#### Records to process ####

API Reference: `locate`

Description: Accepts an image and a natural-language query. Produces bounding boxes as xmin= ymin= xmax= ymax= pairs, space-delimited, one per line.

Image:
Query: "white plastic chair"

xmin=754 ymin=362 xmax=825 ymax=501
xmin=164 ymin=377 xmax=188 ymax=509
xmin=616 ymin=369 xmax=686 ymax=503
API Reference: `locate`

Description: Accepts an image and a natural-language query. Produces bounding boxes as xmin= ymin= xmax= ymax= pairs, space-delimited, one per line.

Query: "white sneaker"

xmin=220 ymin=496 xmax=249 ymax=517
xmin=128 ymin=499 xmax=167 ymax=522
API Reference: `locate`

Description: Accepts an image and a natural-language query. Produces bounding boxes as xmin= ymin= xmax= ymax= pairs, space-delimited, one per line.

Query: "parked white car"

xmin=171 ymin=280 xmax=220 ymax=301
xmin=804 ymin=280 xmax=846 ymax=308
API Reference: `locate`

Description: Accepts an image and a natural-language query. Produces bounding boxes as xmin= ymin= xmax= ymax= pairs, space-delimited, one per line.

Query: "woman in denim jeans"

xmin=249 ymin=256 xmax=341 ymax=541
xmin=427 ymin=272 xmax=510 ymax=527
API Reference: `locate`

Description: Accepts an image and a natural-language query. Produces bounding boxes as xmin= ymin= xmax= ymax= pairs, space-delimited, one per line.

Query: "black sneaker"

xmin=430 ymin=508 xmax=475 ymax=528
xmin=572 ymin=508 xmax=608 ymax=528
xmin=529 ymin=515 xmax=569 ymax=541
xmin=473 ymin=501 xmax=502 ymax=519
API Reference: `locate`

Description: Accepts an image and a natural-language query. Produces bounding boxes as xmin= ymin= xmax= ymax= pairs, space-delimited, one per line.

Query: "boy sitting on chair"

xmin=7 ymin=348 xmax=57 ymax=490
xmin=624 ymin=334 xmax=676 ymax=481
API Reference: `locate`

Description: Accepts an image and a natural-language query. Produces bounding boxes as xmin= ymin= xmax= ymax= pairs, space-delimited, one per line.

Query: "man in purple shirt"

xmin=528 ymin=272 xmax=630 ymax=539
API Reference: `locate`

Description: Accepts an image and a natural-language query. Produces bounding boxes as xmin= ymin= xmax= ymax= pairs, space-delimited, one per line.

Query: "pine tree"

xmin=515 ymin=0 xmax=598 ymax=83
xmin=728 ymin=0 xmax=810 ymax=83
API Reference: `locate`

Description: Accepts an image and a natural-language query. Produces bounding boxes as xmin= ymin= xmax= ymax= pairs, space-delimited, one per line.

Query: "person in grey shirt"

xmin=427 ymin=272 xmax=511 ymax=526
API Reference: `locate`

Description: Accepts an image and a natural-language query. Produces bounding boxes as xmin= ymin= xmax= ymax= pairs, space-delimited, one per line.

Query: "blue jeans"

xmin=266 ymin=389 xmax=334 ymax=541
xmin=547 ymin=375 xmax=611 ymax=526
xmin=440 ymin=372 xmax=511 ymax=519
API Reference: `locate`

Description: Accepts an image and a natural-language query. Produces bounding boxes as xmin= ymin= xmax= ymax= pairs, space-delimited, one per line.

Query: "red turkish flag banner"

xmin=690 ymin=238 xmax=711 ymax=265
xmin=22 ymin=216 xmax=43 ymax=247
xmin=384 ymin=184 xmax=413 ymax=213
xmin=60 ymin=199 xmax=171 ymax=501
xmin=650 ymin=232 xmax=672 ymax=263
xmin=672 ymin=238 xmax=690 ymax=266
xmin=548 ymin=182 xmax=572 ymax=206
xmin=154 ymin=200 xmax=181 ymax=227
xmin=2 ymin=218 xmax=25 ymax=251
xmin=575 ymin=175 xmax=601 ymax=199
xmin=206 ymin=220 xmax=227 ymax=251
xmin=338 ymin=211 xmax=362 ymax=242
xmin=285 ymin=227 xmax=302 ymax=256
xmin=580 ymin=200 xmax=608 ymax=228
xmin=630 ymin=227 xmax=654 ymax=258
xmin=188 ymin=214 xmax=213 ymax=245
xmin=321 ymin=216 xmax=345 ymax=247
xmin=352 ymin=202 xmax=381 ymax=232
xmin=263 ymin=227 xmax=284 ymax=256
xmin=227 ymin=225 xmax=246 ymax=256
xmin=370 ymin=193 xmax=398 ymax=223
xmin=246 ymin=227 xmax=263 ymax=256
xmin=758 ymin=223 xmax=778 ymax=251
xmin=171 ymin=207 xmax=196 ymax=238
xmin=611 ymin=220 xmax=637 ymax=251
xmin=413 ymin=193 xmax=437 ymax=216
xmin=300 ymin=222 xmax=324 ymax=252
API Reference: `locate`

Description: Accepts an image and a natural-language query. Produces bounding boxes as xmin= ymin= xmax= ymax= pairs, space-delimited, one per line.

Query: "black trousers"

####

Format the lines running from the start of the items through the line with "xmin=528 ymin=272 xmax=630 ymax=539" as a JSON list of strings, one string per line and blank lines omitted.

[
  "API Reference: `locate`",
  "Description: Accepts an image and a natural-language query. Produces bounding boxes as xmin= ymin= xmax= ymax= pairs, space-delimited, one per line.",
  "Image:",
  "Query: \"white plastic chair\"",
  "xmin=754 ymin=362 xmax=825 ymax=501",
  "xmin=164 ymin=377 xmax=188 ymax=509",
  "xmin=616 ymin=369 xmax=686 ymax=503",
  "API Reference: `locate`",
  "Description: Accepts an image and a natural-language query. Produces bounding boxes as xmin= ymin= xmax= ymax= pairs, space-delimited, one per line.",
  "Query: \"white sneaker\"",
  "xmin=220 ymin=496 xmax=249 ymax=517",
  "xmin=128 ymin=499 xmax=167 ymax=522",
  "API Reference: `locate`",
  "Description: Accepts an image and a natural-language query. Produces bounding boxes as xmin= ymin= xmax= ymax= pairs, space-delimited, one per line.",
  "Query: \"parked white car\"",
  "xmin=171 ymin=280 xmax=220 ymax=301",
  "xmin=804 ymin=280 xmax=846 ymax=308",
  "API Reference: `locate`",
  "Description: Accepts an image and a natural-language query. Produces bounding boxes as xmin= ymin= xmax= ymax= pairs, space-delimited, one per line.",
  "Query: \"woman in denim jeans\"",
  "xmin=249 ymin=256 xmax=341 ymax=541",
  "xmin=427 ymin=272 xmax=510 ymax=527",
  "API Reference: `locate`",
  "Description: Accepts an image and a natural-language query. Produces bounding boxes as xmin= ymin= xmax= ymax= pairs, space-delimited, one per line.",
  "Query: \"black sneaker\"",
  "xmin=430 ymin=508 xmax=475 ymax=528",
  "xmin=572 ymin=508 xmax=608 ymax=528",
  "xmin=529 ymin=515 xmax=569 ymax=541",
  "xmin=473 ymin=501 xmax=502 ymax=519",
  "API Reference: `locate`",
  "Description: Accepts an image and a natural-language query. Produces bounding boxes as xmin= ymin= xmax= ymax= pairs, space-delimited, one per line.",
  "Query: \"boy sitting on chair\"",
  "xmin=7 ymin=348 xmax=57 ymax=490",
  "xmin=624 ymin=334 xmax=676 ymax=481",
  "API Reference: `locate`",
  "Description: Accepts an image and a natural-language query. Produces bounding boxes as xmin= ymin= xmax= ymax= pairs, space-delimited, one per line.",
  "Query: \"man in purple shirt\"",
  "xmin=528 ymin=272 xmax=630 ymax=539"
]